### Task inputs:
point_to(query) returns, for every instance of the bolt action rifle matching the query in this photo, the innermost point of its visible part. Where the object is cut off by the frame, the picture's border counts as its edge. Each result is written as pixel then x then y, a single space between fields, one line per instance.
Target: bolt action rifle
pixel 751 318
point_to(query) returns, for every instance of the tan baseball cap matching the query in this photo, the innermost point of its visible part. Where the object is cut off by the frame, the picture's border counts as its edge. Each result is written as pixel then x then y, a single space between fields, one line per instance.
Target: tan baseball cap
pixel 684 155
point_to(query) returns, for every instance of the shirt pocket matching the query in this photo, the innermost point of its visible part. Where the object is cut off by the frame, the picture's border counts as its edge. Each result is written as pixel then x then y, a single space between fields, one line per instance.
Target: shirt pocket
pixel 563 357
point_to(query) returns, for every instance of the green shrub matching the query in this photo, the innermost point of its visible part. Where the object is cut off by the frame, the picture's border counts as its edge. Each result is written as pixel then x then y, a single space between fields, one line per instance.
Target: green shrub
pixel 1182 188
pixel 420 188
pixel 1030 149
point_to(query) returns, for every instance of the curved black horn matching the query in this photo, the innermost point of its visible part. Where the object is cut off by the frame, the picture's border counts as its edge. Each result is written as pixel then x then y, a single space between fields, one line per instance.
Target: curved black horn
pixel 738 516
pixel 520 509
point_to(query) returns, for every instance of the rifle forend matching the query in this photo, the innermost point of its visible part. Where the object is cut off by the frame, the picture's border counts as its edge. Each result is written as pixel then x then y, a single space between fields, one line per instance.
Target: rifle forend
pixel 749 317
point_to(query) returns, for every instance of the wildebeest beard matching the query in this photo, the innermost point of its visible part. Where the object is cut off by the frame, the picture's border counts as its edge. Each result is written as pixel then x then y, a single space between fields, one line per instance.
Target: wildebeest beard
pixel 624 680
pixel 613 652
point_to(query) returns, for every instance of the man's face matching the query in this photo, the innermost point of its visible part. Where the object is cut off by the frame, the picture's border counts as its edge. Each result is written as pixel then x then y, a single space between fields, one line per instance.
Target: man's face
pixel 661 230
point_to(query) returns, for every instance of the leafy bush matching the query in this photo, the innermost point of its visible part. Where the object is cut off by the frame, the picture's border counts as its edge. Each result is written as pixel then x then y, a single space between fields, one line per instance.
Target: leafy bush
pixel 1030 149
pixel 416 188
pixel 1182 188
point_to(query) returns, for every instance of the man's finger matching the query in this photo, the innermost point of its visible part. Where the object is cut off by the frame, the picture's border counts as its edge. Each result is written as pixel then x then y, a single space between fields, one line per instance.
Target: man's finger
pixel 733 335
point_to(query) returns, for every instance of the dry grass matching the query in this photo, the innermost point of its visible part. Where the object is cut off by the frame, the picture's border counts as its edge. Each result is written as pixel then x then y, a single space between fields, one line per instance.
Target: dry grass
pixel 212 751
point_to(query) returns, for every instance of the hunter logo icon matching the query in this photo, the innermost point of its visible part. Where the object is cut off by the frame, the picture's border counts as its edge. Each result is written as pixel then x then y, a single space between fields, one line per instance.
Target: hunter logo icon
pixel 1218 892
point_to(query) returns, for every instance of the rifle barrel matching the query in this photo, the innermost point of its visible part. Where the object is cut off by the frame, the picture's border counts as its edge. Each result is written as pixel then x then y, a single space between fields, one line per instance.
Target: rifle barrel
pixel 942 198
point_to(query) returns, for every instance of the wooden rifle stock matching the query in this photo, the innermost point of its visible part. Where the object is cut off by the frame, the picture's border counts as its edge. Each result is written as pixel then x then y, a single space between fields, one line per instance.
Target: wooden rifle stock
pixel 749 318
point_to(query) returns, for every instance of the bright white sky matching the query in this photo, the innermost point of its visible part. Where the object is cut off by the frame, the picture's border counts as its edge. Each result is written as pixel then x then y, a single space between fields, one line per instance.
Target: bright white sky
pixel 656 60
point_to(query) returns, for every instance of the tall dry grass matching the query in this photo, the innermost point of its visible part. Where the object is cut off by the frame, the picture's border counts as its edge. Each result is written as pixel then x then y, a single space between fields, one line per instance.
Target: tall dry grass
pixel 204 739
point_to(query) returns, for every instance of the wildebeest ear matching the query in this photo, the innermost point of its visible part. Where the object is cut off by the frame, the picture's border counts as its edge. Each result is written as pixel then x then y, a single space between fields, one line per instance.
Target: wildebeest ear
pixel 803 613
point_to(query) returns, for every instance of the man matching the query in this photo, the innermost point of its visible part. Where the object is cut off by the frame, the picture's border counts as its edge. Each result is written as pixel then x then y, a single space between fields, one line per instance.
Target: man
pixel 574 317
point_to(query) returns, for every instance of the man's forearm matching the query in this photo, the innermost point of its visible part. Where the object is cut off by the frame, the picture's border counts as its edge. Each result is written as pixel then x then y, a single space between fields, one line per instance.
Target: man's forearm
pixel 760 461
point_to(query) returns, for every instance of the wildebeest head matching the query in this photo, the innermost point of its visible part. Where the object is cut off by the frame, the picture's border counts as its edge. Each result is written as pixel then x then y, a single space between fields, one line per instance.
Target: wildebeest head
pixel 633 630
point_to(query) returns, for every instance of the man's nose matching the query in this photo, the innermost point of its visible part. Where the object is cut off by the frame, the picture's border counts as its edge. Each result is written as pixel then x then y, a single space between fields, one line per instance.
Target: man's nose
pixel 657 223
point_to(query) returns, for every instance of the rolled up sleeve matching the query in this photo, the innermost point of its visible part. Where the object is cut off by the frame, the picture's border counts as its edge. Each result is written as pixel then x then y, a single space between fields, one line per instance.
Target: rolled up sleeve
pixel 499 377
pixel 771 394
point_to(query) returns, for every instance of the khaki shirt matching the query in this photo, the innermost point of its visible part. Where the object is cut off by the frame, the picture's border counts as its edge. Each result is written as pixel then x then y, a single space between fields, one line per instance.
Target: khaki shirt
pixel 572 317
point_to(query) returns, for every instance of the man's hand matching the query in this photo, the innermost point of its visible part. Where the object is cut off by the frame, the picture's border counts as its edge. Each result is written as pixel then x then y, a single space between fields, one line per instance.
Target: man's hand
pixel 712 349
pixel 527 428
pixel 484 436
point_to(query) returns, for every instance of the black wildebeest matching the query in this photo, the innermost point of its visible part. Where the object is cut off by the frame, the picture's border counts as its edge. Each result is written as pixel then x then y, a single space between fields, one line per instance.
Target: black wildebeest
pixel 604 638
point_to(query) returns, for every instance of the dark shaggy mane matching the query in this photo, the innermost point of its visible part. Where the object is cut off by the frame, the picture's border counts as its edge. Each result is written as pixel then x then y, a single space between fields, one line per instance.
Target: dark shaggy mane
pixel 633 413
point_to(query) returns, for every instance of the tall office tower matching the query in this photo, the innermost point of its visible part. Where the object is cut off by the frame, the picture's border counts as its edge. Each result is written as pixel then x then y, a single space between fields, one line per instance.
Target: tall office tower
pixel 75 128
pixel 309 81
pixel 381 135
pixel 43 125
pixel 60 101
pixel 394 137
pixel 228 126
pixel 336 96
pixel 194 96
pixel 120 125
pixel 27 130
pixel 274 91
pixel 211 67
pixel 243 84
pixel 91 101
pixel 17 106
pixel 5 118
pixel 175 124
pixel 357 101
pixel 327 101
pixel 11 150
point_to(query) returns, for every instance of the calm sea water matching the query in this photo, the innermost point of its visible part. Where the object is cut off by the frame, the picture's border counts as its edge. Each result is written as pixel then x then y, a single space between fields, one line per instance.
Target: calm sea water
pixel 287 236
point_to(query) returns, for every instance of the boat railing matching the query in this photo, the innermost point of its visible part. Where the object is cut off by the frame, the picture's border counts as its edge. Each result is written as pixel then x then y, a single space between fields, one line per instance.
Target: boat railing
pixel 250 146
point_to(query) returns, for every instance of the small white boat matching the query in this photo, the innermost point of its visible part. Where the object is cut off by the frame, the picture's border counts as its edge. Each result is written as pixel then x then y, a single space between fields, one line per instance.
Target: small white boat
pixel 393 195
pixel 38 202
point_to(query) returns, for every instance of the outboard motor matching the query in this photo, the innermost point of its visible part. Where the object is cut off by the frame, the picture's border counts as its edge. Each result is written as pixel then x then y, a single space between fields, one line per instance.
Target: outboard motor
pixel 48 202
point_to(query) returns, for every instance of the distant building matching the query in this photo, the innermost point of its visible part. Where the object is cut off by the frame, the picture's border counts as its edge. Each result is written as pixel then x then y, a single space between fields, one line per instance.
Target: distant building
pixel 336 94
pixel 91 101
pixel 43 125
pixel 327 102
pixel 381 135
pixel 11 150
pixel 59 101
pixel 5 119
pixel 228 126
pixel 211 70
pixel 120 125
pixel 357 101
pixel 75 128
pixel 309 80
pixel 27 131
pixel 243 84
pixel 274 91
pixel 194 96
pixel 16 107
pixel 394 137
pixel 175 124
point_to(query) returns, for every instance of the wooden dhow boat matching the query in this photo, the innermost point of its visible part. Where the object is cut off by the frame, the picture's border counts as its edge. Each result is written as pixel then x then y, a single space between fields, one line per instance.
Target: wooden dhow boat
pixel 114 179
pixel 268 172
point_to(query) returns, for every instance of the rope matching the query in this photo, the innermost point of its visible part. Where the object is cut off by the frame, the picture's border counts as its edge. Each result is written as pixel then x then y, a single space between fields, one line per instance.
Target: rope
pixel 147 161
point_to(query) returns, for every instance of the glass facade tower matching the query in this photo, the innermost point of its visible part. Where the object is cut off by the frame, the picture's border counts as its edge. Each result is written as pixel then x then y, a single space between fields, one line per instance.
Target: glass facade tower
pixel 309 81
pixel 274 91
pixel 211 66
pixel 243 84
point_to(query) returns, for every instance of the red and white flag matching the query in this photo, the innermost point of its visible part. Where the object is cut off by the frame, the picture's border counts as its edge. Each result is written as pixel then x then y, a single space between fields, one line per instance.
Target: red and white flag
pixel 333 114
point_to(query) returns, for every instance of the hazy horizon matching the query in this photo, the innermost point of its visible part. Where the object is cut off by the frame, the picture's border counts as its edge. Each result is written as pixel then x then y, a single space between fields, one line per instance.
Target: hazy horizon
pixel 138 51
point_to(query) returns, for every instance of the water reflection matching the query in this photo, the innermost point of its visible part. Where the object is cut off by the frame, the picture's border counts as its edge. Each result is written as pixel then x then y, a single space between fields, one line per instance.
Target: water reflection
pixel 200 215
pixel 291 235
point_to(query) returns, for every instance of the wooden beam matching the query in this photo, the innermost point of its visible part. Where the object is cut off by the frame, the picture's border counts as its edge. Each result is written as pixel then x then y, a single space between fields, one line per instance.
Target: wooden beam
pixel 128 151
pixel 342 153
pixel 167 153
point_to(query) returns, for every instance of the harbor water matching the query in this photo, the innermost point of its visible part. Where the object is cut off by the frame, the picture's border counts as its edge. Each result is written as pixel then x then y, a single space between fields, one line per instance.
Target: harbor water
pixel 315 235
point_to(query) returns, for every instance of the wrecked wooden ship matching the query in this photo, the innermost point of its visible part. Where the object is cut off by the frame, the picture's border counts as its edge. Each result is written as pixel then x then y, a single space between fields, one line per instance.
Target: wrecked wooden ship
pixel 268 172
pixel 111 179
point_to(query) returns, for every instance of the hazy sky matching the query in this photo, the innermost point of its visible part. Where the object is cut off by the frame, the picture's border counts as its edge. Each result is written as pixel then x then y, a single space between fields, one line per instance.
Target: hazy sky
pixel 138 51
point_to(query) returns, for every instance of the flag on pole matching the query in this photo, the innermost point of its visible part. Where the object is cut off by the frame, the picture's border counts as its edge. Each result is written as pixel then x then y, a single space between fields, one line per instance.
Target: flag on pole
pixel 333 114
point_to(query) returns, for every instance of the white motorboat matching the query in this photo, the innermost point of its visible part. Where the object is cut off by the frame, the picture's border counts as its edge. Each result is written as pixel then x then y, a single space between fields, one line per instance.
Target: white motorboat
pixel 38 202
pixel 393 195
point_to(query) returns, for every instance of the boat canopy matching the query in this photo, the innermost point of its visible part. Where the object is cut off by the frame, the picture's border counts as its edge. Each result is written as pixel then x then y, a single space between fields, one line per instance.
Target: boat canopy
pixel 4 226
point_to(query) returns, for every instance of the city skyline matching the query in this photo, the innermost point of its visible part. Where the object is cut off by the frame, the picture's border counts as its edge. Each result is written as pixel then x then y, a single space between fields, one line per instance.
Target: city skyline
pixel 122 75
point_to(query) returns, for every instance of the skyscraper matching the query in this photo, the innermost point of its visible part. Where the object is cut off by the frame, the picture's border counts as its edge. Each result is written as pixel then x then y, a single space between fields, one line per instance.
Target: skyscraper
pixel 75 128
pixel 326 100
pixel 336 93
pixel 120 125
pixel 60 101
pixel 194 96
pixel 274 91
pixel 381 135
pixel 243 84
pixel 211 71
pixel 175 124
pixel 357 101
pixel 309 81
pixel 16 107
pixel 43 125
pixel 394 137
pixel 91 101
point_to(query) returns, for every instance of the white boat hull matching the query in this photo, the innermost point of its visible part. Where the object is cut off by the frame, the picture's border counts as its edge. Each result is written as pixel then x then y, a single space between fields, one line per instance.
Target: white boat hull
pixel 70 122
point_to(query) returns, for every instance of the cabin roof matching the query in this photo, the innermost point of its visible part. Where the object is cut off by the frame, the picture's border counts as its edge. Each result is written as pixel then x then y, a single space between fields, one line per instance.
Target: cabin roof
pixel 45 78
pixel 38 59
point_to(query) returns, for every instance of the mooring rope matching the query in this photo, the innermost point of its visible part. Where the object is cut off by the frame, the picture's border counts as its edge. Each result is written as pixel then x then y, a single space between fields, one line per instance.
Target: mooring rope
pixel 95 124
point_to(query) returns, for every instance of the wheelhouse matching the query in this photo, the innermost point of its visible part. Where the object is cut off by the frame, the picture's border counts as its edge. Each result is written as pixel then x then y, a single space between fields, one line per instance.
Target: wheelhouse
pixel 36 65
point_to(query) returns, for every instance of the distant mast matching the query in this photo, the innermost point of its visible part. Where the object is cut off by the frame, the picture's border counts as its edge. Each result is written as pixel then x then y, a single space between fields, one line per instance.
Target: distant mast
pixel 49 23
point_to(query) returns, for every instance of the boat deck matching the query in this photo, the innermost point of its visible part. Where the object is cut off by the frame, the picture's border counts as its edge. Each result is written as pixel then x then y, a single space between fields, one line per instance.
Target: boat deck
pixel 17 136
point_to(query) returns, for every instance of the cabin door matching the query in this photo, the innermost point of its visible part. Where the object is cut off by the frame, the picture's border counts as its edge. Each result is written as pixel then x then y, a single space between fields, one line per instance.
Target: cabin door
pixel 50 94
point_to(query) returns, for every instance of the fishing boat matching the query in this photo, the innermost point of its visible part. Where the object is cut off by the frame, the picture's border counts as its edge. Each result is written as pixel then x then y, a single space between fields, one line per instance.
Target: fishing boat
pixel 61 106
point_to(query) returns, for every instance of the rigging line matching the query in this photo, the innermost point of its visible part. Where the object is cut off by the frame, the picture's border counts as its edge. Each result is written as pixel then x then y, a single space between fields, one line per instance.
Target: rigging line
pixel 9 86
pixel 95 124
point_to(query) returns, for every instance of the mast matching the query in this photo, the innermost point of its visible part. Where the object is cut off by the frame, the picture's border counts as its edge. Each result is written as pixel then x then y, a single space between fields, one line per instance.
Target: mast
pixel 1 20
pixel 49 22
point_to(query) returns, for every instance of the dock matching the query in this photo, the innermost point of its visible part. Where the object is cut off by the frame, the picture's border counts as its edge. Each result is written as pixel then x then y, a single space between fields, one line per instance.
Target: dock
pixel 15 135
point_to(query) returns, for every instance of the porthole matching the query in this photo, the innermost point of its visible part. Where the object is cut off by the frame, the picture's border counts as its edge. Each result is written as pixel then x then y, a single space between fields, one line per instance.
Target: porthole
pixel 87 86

### Task details:
Look above for the line with "Target: small white boat" and the line with "point_to(query) returns, for every instance of the outboard"; transcribe both and all lines in between, exactly, and nothing else.

### Output for this exercise:
Target: small white boat
pixel 393 195
pixel 38 202
point_to(query) returns, for every instance of the outboard motor matching the query in this photo, the innermost point of its visible part. Where the object is cut off by the frame, the picture's border counts as its edge. Each result is written as pixel then x then y, a single space between fields, one line per instance.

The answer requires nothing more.